● Your instructions: Continue the article about Nancy Loome's campaign for Mississippi public school funding, starting right after its last sentence.

● Text segment:
——————————

Vote Your Voice grantee puts public education on the agenda in Mississippi
Almost two decades ago, Nancy Loome received a call from her state representative in Clinton, Mississippi. It was a plea: Could she stop telling people to contact him about his record on education funding? After three days of persistent calls and emails, he felt harassed at every turn.
“I thought, that’s great,” she said. “That’s exactly what we wanted.”
Loome had spent a lot of time volunteering in the state’s public school classrooms in the early 2000s. Then a mother of two elementary-age children, she said she was struck by what she described as the “little miracles” she witnessed teachers perform each day.
Now, she’s the founder and president of the Parents’ Campaign Research and Education Fund (TPCREF), one of eight Vote Your Voice grant awardees in Mississippi to receive funding from the Southern Poverty Law Center to support grassroots work engaging voters around key issues that impact their communities.
In 2006, Loome couldn’t reconcile her personal experience in the classroom with the debate she watched unfolding each evening on the news, about whether lawmakers should follow the mandated education funding formula established in 1997 to ensure districts had adequate resources for each student.
“I thought, well, that’s a ridiculous thing to even debate. Of course we should follow the law,” she said.
The exchange with the lawmaker prompted Loome to mount a grassroots campaign that brought parents, teachers and community members together. Building on the momentum, she founded an advocacy organization that would reach far beyond her local school district and blossom into a network of people invested in strengthening public education throughout the state.
This type of local grassroots organizing highlights the mission of the SPLC’s Vote Your Voice initiative, conducted in partnership with the Community Foundation for Greater Atlanta. The SPLC has pledged $100 million in grants over the next decade to support organizations that are involved in voter outreach and civic engagement in Alabama, Georgia, Florida, Louisiana and Mississippi.
“All the work we do is related to increasing the field and moving the needle. Relationships are a key part of that,” said Robin Brulé, Vote Your Voice program officer at the SPLC. “We have grassroots leaders and organizations that know their communities, know the people they’re talking to. They know the challenges that folks are facing day in and day out. Voting is an everyday process. It must be about what’s happening at the local level and how people can get involved.”
Building a grassroots network
When she started that first grassroots campaign, Loome knew that the per-student public school funding rate in Mississippi was among the lowest in the country. What she didn’t know was that for years lawmakers had bypassed the state’s school funding formula.
“I naively assumed that the problem was with legislators in other districts,” said Loome. “Well, I learned how to check votes.”
She lived in a community that she described as strongly supportive of its public schools, so much so that voters had recently elected their school board president to represent them in the state House of Representatives. Yet, she discovered that he was voting to underfund the state’s schools.
Loome called a friend who also had children in her district’s school. Had she known? No. They began calling friends and other parents they had met at their children’s schools. They soon found out that many shared their confusion.
“When asked why,” Loome said, “We’d say, ‘I don’t know. Call him up and ask him.’”
Not long after Loome’s phone campaign, the state representative asked her to arrange a meeting with the parents to address their concerns. He told the group he was worried that using the state’s formula to fully fund schools would eventually require the state to raise taxes.
Those dollars, he told them, would not only serve their city, but places like Jackson, the state capital, and the Delta region – two majority-Black areas – among other municipalities. Loome said the representative likened it to throwing money away.

——————————

Saved entries
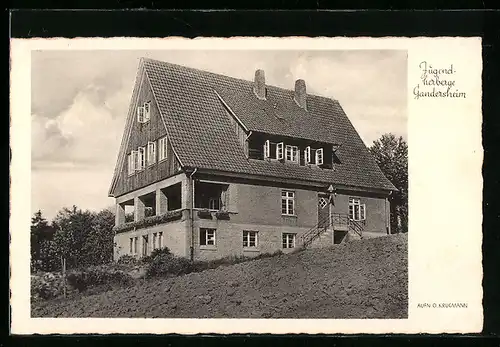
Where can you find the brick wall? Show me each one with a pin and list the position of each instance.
(174, 237)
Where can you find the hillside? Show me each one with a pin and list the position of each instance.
(358, 279)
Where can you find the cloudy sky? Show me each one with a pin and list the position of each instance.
(79, 102)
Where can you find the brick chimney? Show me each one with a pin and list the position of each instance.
(259, 87)
(300, 96)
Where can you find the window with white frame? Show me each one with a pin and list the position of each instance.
(292, 153)
(154, 240)
(279, 150)
(288, 203)
(307, 155)
(151, 153)
(131, 162)
(288, 240)
(162, 144)
(141, 158)
(249, 239)
(207, 237)
(147, 111)
(357, 210)
(319, 156)
(267, 147)
(140, 114)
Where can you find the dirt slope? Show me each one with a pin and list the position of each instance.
(359, 279)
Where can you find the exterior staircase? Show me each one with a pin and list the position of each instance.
(323, 233)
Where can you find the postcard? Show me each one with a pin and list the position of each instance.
(246, 185)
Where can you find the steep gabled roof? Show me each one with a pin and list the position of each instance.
(203, 137)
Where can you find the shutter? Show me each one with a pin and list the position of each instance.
(319, 156)
(307, 154)
(266, 149)
(279, 150)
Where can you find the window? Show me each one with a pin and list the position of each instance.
(288, 203)
(307, 154)
(141, 158)
(357, 210)
(162, 144)
(319, 156)
(214, 204)
(140, 114)
(151, 153)
(279, 150)
(147, 111)
(266, 149)
(212, 196)
(292, 153)
(249, 239)
(207, 237)
(322, 202)
(288, 240)
(136, 242)
(131, 162)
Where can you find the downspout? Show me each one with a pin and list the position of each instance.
(191, 182)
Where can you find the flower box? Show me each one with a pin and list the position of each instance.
(223, 215)
(205, 214)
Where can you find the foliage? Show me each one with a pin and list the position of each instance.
(149, 221)
(391, 155)
(46, 286)
(83, 238)
(163, 263)
(97, 276)
(127, 260)
(42, 247)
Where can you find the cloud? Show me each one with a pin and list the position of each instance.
(80, 100)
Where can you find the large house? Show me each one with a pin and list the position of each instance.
(213, 166)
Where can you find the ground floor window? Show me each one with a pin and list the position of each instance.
(357, 210)
(207, 237)
(288, 240)
(249, 239)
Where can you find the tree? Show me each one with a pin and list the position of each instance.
(100, 240)
(391, 155)
(42, 234)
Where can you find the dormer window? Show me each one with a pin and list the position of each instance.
(147, 111)
(141, 158)
(144, 112)
(307, 155)
(151, 153)
(319, 156)
(292, 153)
(279, 151)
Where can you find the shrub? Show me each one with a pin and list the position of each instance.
(92, 277)
(46, 286)
(155, 253)
(127, 260)
(167, 264)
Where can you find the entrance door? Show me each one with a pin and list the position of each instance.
(323, 211)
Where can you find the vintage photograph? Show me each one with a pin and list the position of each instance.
(219, 184)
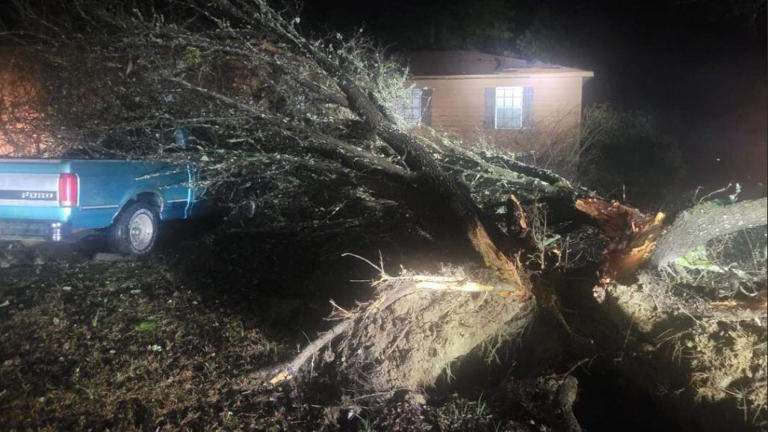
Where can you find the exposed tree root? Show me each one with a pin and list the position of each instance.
(415, 327)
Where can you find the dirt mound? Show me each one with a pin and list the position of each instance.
(409, 344)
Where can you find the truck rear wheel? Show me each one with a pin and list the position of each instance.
(135, 230)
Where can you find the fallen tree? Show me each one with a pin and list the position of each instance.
(293, 132)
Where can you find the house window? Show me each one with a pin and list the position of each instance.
(509, 108)
(410, 109)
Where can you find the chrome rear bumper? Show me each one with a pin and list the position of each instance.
(26, 229)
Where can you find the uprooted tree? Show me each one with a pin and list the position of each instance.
(290, 131)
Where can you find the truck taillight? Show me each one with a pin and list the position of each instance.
(67, 190)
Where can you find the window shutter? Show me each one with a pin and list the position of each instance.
(490, 108)
(426, 106)
(527, 107)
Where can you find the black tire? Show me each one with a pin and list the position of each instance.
(143, 219)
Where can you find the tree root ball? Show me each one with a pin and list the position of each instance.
(408, 344)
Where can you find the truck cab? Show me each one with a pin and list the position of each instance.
(66, 199)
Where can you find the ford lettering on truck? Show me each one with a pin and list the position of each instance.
(64, 200)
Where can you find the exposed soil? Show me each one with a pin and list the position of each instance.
(165, 342)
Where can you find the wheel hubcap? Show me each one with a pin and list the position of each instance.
(140, 230)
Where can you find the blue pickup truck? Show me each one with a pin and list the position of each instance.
(64, 200)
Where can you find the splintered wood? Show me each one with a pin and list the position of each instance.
(632, 236)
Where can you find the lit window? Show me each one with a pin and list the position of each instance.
(509, 108)
(410, 110)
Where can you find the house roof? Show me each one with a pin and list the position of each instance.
(460, 63)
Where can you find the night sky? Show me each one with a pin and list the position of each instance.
(696, 68)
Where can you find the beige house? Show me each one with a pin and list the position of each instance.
(506, 102)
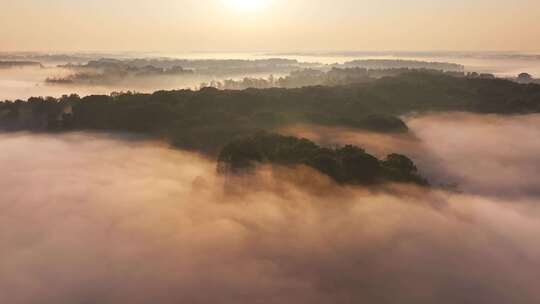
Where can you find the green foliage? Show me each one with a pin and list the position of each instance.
(205, 120)
(346, 165)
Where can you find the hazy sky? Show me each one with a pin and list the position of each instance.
(277, 25)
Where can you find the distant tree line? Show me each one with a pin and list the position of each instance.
(345, 165)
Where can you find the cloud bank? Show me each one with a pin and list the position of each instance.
(90, 218)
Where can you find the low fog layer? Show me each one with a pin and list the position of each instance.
(496, 155)
(89, 218)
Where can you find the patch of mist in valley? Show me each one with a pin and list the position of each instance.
(476, 153)
(23, 83)
(95, 218)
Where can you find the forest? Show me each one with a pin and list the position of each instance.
(209, 119)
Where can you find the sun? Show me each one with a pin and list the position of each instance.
(246, 5)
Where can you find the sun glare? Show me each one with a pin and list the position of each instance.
(246, 5)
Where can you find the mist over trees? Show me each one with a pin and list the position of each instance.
(209, 119)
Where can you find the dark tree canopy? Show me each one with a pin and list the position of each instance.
(346, 165)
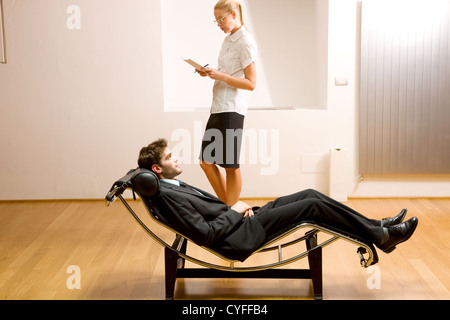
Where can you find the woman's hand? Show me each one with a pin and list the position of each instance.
(202, 72)
(215, 74)
(247, 83)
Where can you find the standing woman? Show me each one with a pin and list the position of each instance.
(234, 78)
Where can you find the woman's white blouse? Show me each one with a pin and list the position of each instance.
(238, 52)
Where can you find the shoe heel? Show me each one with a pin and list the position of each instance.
(390, 250)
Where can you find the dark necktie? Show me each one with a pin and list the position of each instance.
(185, 185)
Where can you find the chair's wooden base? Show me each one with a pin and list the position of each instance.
(175, 269)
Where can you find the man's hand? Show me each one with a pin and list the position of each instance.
(243, 208)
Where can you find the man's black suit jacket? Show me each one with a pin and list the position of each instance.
(209, 222)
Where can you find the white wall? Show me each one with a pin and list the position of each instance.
(77, 105)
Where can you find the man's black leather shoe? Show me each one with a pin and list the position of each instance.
(398, 234)
(387, 222)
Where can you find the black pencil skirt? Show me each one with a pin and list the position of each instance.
(221, 143)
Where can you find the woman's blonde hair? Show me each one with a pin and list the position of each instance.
(231, 5)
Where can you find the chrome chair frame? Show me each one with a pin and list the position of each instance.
(176, 256)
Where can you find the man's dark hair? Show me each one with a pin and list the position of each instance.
(151, 154)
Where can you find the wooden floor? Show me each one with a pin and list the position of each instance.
(39, 241)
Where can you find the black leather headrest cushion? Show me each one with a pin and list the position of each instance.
(145, 182)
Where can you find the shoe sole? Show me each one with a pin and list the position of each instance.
(389, 250)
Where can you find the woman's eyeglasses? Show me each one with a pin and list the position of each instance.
(219, 21)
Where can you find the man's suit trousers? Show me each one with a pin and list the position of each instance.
(314, 207)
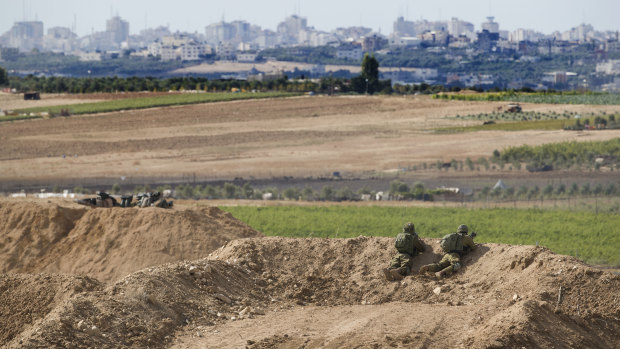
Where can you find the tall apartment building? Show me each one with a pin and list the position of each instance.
(118, 28)
(457, 27)
(25, 35)
(490, 25)
(290, 30)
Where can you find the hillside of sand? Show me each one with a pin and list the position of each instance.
(273, 292)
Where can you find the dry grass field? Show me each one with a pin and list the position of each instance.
(299, 137)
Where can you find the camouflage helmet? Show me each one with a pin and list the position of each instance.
(409, 228)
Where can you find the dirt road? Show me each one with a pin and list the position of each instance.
(306, 136)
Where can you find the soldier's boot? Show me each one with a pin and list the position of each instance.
(388, 275)
(396, 274)
(443, 273)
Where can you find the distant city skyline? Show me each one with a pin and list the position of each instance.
(194, 15)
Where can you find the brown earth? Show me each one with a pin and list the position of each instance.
(299, 137)
(107, 244)
(276, 292)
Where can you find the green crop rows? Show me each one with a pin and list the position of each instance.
(149, 102)
(571, 97)
(593, 238)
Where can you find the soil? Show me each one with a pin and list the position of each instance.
(212, 281)
(292, 137)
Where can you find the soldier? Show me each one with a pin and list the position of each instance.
(455, 245)
(408, 245)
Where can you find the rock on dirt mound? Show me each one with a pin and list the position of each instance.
(505, 296)
(108, 243)
(142, 310)
(510, 296)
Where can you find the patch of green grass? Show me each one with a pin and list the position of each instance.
(591, 237)
(568, 97)
(150, 102)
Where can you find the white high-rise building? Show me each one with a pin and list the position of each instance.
(490, 25)
(118, 28)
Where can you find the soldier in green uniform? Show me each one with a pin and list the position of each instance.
(408, 245)
(455, 245)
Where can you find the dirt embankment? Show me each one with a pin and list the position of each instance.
(290, 293)
(108, 243)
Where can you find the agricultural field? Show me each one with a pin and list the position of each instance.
(590, 237)
(300, 137)
(147, 102)
(271, 273)
(571, 97)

——————————

● Result of the exercise:
Instead, he suggested, by underfunding schools at the state level, the city could raise local taxes so all the new revenue would be kept within its bounds for its schools alone.
“He said, ‘Don’t you think that’s a good idea?’” Loome recounted. “He fully expected us to agree with him. I said, ‘No. I think that is a terrible idea.’ I was very angry.”
Loome familiarized herself with Mississippi teacher organizations and their lobbyists. She began reaching out to more parents in the school district and was given permission by the superintendent to tape notes on teachers’ mailboxes at schools to let them know when education-related votes were coming up. She wrote down legislators’ phone numbers on the notes, too, so people could call and voice their concerns.
Eventually, she worked with other education associations to hold a 2005 rally in Jackson that drew a crowd of more than 1,000 supporters and garnered a lot of media attention. The group marched about a mile, from the state fairgrounds to the steps of the Capitol, with a petition of more than 150,000 signatures in support of their cause.
The next level
Loome worked on a volunteer basis for a couple years, until a wealthy state donor, who had been educated in public schools, offered funding to help her incorporate a nonprofit.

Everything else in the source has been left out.